**Directions for this task:** As the answer, give every line of the records that includes the word "mountain".

-- Extracted records follows --

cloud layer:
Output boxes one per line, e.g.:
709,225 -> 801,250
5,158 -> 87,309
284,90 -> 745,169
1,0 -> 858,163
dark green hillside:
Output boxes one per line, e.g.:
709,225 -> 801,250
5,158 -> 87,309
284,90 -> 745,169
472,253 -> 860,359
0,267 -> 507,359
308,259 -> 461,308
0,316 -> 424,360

-- Extracted records concluded --
-- Extracted records follows --

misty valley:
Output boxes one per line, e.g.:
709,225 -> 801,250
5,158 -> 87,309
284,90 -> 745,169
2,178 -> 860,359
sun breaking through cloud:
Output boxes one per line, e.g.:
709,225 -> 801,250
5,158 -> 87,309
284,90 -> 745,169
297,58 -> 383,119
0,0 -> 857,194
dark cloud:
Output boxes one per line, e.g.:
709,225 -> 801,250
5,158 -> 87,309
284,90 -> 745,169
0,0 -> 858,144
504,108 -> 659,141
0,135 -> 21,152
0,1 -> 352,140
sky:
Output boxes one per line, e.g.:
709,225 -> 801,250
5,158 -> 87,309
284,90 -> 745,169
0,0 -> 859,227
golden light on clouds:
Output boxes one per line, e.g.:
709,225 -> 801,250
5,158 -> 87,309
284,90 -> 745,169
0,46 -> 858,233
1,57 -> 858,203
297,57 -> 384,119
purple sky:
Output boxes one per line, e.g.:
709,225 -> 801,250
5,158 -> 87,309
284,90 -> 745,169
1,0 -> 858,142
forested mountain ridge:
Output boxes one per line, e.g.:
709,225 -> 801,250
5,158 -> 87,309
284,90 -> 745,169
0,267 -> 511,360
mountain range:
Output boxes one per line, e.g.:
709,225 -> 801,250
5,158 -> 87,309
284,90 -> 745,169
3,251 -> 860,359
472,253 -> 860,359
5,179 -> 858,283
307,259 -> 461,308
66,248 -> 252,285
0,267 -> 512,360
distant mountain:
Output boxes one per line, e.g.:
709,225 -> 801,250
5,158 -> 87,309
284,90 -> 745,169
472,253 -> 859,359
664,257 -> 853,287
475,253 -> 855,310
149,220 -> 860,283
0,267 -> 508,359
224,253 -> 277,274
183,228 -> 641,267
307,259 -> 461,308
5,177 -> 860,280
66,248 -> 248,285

-- Extracted records concluded --

**Answer section:**
forested mountain ridge:
mountain range:
distant mountain:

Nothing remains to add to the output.